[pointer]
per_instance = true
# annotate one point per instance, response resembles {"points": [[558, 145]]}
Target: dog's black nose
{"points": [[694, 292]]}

= The request =
Reproduce the material with "nose" changed to "snout" wherever it occurs, keeping everything else identical.

= Written reply =
[pointer]
per_instance = true
# annotate one point per instance, response resembles {"points": [[558, 145]]}
Target: dog's black snout
{"points": [[694, 292]]}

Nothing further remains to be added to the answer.